Source text -
>> begin
In the grand scheme of things, methinks Spain can live with my pity comments and mean-spirited swipes at their increasingly boring, snore-inducing tika-taka play. A European Championship in 2008 and World Cup trophy in 2010, slightly, trump winning over the mind of some schmuck with a blog in Connecticut.

By the same token, when I randomly receive a text message from my brother -- not a sports fan in the least -- complaining that the Spain/France game was the most boring thing he's ever watched, well, perhaps I'm not alone out there.

Look, this is a dumb argument anyway.

Sports, for the players themselves, isn't primarily about entertaining a nuetral fan on his couch thousands of miles away. They're about winning, and Spain has found a system that makes them nearly impossible to defeat since they possess and win back the ball at an absurd rate. Look up the passing stats or the whatever new-age soccer statistical metric you want to use to make yourself look a little more erudite and it's easy to see how Spain dominates. In actuality, the secret to Spain's play is they always have so many guys in the right spot, when their opponent wins the ball, they almost seem rattled, rushing to make a quick pass to somebody who isn't there. How many times did France, specifically Franck Ribery, give away possession Saturday with a hurried touch?

Saturday in Donetsk, Ukraine, France had what, two chances all match -- Yohann Cabaye's free kick from long distance and a header over the bar by Mathieu Debuchy?

Otherwise France seemed to have accepted its fate that no matter what, they were going to die a slow death of a thousand passes by Spain, with eventually one movement from the world champs resulting in a goal. Unfortunately for France this came inside of 20 minutes on a Jordi Alba cross, headed in expertly by Xabi Alonso.

France and coach Laurent Blanc didn't even go the Bert van Marwijk route and at least go down with a fight -- and a slide tackle. Nope, France took their 2-0 beating, walked off to the locker room and probably collectively started bitching about their teammates. Never once in the final 20-odd minutes did it seem even remotely possible that Spain would score.

So Spains' run of 1-0 wins(*) in the knockout stages of tournaments came to an end thanks to Pedro drawing a late penalty, converted in stoppage time by Alonso.

(*) Which gets more style points: Spain's dull 1-0 wins or Germany's high-flying games, which allow chances for their opponent to score on the counter attack?

That's the crazy thing about Spain. The game finished 2-0, but the dominance was more like a 5-0 game. Here's what gets infuriating about Spain's, not necessarily arrogance, but cocksure approach to the game, for whatever the reason Vincente del Bosque's players don't even bother to attempt shots on goal(*), content to make one lateral pass back to the pivots of Xavi or Andres Iniesta and repeat the process until the air has been all but sucked away from the opponent -- boring us to tears in the process.

(*) You have to wonder if we'd all be genuflecting at the altar of the almighty Barcelona if its center forward wasn't the sublimely talented Argentine Lionel Messi.
>> end
Work instructions -
- a) Summarize the commentary on Spain's win over France in two sentences.
- b) Carry on the commentary on Spain's 2-0 win over France from its last paragraph.

Supplied data -
>> begin
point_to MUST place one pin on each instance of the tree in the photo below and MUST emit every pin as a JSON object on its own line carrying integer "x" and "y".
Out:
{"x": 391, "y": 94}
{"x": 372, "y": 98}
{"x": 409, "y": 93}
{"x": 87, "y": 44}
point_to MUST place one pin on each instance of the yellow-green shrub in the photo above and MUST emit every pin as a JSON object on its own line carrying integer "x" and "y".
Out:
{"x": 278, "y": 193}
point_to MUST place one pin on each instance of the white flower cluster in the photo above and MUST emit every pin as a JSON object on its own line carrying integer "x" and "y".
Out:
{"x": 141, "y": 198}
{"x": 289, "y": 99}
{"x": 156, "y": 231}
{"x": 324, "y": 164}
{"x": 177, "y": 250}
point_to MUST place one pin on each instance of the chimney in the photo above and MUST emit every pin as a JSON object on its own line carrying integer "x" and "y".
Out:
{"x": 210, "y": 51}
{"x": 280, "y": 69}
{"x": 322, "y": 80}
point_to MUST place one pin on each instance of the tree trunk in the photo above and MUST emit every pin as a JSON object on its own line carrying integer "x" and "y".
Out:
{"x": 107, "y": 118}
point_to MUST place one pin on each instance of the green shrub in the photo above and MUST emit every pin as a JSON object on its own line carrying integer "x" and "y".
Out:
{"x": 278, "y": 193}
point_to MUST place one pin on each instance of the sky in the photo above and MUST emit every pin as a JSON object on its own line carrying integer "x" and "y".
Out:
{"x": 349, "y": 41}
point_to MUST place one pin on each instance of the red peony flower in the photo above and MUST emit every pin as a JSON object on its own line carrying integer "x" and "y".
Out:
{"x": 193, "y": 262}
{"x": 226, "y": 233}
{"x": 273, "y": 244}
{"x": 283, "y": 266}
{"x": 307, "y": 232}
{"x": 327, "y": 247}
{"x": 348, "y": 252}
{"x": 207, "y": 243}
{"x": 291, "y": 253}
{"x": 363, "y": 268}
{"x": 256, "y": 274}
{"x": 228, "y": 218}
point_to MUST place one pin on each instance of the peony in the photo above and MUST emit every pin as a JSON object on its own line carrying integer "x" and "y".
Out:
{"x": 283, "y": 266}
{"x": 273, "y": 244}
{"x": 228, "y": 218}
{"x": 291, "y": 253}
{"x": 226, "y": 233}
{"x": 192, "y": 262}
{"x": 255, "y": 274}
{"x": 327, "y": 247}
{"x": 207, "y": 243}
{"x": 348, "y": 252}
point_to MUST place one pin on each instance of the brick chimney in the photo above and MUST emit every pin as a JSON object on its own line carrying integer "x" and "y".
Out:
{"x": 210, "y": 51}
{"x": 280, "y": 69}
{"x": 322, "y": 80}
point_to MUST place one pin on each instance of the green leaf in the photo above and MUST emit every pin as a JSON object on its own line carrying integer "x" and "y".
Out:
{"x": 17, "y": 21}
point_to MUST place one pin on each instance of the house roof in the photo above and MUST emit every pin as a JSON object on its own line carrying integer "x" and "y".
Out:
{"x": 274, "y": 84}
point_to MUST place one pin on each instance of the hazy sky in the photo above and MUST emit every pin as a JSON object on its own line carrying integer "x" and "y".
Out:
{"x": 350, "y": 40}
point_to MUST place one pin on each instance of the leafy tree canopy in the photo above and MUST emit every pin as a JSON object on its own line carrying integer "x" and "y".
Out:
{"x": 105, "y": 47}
>> end
Task-by-task results -
- a) The writer admits that Spain's European Championship and World Cup titles outweigh a blogger's complaints about its boring tika-taka style, and argues that players care about winning, which Spain does by keeping and winning back the ball at an absurd rate. In the 2-0 victory over France in Donetsk, Xabi Alonso headed in a Jordi Alba cross inside 20 minutes and later converted a stoppage-time penalty drawn by Pedro, while France managed about two chances and seemed to accept its fate.

- b)
Something at this particular tournament about Spain, however, reminds me of the one professional sports team I truly hate with a loathing passion like nothing else: Bill Belichick's New England Patriots.

Like the Patriots, to beat Spain you almost have to be perfect since they're both offensive juggernauts. In the case of the Patriots it's the infuriating quick release of quarterback Tom Brady finding his slot receivers for incremental short passes, which can be turned into long gainers if the runner eludes a tackle or two. Couple that with the new-school Patriots offense of tight ends Aaron Hernandez and Rob Gronkowski and the opposing defense is up against, meaning your offense has to score points.

Spain isn't quite like this. In the Euro their have been moments where teams could've scored on Spain, like Ivan Rakitic's header from point blank range, yet on top of having the passing maestros its possess, Spain also has the world's best keeper in Iker Casillas rendering it almost totally unfair. Couldn't Spain be more like the Brazil teams of yesteryear, where the only presumed weakness was in goal? Sheesh.

But the point remains, to have any shot to upset Spain, you can't fluff your limited chances. 

Perhaps what makes this current 2012 Spain set-up all the more Belichickian (no, not by stealing opponent's intel) is by playing without an established "striker" against Italy and now France, Del Bosque is basically giving everyone out there a big eff-you, like when Belichick will play a wide receiver at defensive back just to show you he can. Granted, using Cesc Fabregas as a "false nine" gives tactics fetishists their biggest hard on this side of a third division game in Portugal, but to the rest of the world it reeks of arrogance. We're so good and talent we can pass the ball around enough that one of our midfielders will make a run into space, instead of clogging the middle with, ahem, Fernando Torres.

But hey, more power to Spain and Del Bosque.

If they want to keep doing what they're doing, passing the ball around, looking for that one movement while keeping the opponent at arm's length, it's their prerogative. And if they win the Euro on July 1, against either Germany, Italy or England we can hail them as one of the greatest sides in the history of soccer.

In the semifinals Spain gets Iberian rival Portugal, a country that wishes it had the phalanx of forwards Del Bosque has kept chained to its bench throughout the tournament.

Fortunately for neutrals like myself, Cristiano Ronaldo isn't the kind of player who is going to bow and kiss Spain's ring.